- _Work order 1_:
In the Stenotrophomonas maltophilia abstract, how many putative effectors did the bioinformatic search of the K279a genome identify?
- _Work order 2_:
Please carry on the Stenotrophomonas maltophilia abstract from its final sentence, not the material.

- _Given passage_:
The opportunistic pathogen Stenotrophomonas maltophilia utilizes a type IV secretion system for interbacterial killing

Bacterial type IV secretion systems (T4SS) are a highly diversified but evolutionarily related family of macromolecule transporters that can secrete proteins and DNA into the extracellular medium or into target cells. It was recently shown that a subtype of T4SS harboured by the plant pathogen Xanthomonas citri transfers toxins into target cells. Here, we show that a similar T4SS from the multi-drug-resistant opportunistic pathogen Stenotrophomonas maltophilia is proficient in killing competitor bacterial species. T4SS-dependent duelling between S. maltophilia and X. citri was observed by time-lapse fluorescence microscopy. A bioinformatic search of the S. maltophilia K279a genome for proteins containing a C-terminal domain conserved in X. citri T4SS effectors (XVIPCD) identified twelve putative effectors and their cognate immunity proteins. We selected a putative S. maltophilia effector with unknown function (Smlt3024) for further characterization and confirmed that it is indeed secreted in a T4SS-dependent manner. Expression of Smlt3024 in the periplasm of E. coli or its contact-dependent delivery via T4SS into E. coli by X. citri resulted in reduced growth rates, which could be counteracted by expression of its cognate inhibitor Smlt3025 in the target cell. Furthermore, expression of the VirD4 coupling protein of X. citri can restore the function of S. maltophilia Δ virD4, demonstrating that effectors from one species can be recognized for transfer by T4SSs from another species. Interestingly, Smlt3024 is homologous to the N-terminal domain of large Ca ²⁺-binding RTX proteins and the crystal structure of Smlt3025 revealed a topology similar to the iron-regulated protein FrpD from Neisseria meningitidis which has been shown to interact with the RTX protein FrpC. This work expands our current knowledge about the function of bacteria-killing T4SSs and increases the panel of effectors known to be involved in T4SS-mediated interbacterial competition, which possibly contribute to the establishment of S. maltophilia in clinical and environmental settings.

Records from a collection

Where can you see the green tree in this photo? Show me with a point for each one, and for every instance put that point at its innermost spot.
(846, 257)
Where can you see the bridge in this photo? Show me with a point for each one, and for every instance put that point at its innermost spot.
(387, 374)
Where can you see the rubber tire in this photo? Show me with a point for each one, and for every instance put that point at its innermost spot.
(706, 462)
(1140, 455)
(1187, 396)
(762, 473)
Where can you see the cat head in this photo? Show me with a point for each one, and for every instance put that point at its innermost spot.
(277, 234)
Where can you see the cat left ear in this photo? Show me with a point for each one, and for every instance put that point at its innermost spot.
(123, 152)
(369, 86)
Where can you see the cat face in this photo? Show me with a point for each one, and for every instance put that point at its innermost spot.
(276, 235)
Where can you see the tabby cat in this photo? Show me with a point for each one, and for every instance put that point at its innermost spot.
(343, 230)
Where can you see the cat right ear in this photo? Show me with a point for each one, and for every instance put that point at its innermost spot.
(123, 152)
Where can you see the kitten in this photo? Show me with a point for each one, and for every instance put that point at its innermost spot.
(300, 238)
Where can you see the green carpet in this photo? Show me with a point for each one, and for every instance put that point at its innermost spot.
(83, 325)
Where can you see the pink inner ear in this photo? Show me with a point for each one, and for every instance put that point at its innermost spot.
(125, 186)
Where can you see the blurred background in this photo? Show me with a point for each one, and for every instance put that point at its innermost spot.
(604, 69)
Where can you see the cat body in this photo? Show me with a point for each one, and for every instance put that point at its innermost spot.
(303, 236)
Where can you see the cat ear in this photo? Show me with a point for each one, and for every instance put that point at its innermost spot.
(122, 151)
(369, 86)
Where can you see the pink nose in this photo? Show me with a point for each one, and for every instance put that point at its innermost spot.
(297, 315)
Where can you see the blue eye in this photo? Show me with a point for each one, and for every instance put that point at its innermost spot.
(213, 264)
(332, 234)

- _Task response 1_:
Twelve putative effectors, along with their cognate immunity proteins.

- _Task response 2_:
Competition between microorganisms determines which species will dominate or be eradicated from a specific habitat. Bacteria use a series of mechanisms to kill or prevent multiplication of competitors. We show that an opportunistic pathogen, Stenotrophomonas maltophilia, harbours a type IV secretion system (T4SS) that works as a weapon to kill competitor bacterial species. We identified a series of new putative toxic T4SS effectors secreted by S. maltophilia and their cognate immunity proteins. Characterization of one S. maltophilia effector with unknown function (Smlt3024) shows that it reduces growth rate of E. coli cells. Its cognate immunity protein, Smlt3025, presents a structure similar to the FrpD lipoprotein from Neisseria meningitidis. Smlt3024 expressed in the plant pathogen Xanthomonas citri can be translocated into E. coli cells, highlighting the interchangeable characteristic of T4SSs toxins and the conservation of secretion system function. We show that X. citri and S. maltophilia can kill each other in a T4SS-dependent manner, most likely due to differences in their cohorts of effector-immunity protein pairs. This work expands our current knowledge about the function of bacteria-killing T4SSs and the bacterial arsenal fired by these systems during encounters with other species.